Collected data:
· · ·
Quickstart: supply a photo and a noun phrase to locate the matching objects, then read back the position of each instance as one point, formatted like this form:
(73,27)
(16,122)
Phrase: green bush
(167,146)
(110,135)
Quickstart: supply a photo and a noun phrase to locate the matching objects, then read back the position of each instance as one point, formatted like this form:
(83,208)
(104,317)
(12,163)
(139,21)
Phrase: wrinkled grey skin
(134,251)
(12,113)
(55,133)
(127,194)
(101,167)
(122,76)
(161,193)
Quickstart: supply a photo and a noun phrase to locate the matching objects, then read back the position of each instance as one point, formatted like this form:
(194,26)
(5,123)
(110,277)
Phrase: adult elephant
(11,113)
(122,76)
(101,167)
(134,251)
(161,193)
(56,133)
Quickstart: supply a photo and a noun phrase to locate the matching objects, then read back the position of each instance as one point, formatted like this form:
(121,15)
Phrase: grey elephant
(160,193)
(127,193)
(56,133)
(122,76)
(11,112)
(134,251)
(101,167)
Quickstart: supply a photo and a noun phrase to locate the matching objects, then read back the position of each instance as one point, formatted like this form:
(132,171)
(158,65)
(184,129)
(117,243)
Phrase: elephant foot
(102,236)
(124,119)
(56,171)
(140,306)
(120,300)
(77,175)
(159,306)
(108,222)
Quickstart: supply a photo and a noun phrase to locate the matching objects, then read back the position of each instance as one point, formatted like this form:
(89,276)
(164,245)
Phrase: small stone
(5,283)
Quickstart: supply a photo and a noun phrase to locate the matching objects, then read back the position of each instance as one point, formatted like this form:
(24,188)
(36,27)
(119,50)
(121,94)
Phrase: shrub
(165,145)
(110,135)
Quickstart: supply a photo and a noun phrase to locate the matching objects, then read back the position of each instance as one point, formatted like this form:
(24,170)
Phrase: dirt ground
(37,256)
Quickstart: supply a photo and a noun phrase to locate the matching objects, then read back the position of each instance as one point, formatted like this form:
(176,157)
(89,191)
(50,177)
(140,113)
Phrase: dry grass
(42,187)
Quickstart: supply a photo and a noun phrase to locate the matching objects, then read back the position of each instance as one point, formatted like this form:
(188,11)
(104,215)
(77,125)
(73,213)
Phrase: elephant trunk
· · ·
### DIRECTIONS
An exact reproduction of all the entries above is the expected answer.

### SOLUTION TO THIS EXERCISE
Quickstart: supply a photo and a noun phrase to locate the matching objects, then read back the position of each instance as one point, formatted like this form:
(73,27)
(16,122)
Phrase: green bush
(167,146)
(110,135)
Quickstart: supply a photo and a noun phrase to locate the matching objects, then read back the position of each instance as one point, formatted like this form:
(83,208)
(104,317)
(12,163)
(139,21)
Phrase: wrinkled grey skin
(134,251)
(12,113)
(55,133)
(127,194)
(101,167)
(122,76)
(161,193)
Quickstart: supply a photo and a noun phrase to locate the matching objects, then read back the position of each instance as one point, formatted like this form:
(194,26)
(5,123)
(110,277)
Phrase: adult elephant
(11,113)
(122,76)
(101,167)
(134,251)
(161,193)
(56,133)
Quickstart: supply a photo and a noun phrase to locate the matching objects, then read back the position of each instance as one point, formatted like this form:
(121,15)
Phrase: grey elephant
(160,193)
(127,193)
(56,133)
(122,76)
(11,112)
(134,251)
(101,167)
Quickstart: supply a photo and a noun phrase to locate the matching objects, then read back the position of each instance as one point, formatted like this form:
(132,171)
(158,65)
(184,129)
(117,243)
Phrase: elephant foot
(102,236)
(124,119)
(56,171)
(140,306)
(120,300)
(77,175)
(159,306)
(108,222)
Quickstart: supply a photo and a noun phrase to locate the matching objects, then read back the position of each instance as one point, formatted like this form:
(89,276)
(164,245)
Phrase: small stone
(5,283)
Quickstart: supply a photo and a noun phrase to locate the matching objects, then read back the position of each instance as one point, formatted like this form:
(24,188)
(36,27)
(119,50)
(121,94)
Phrase: shrub
(165,145)
(110,135)
Quickstart: supply a photo and a noun phrase to locate the matching objects, then read back the position of each instance as one point, formatted like this form:
(24,170)
Phrase: dirt ground
(37,256)
Quickstart: supply a photo and a noun phrase to locate the matching objects, then read back the position of each instance as one point, formatted like this form:
(176,157)
(89,191)
(50,177)
(140,113)
Phrase: dry grass
(42,187)
Quickstart: supply a photo and a noun phrase to locate the matching objects, then read back the position of each instance as one point, formatted like this form:
(188,11)
(104,215)
(77,125)
(73,213)
Phrase: elephant trunk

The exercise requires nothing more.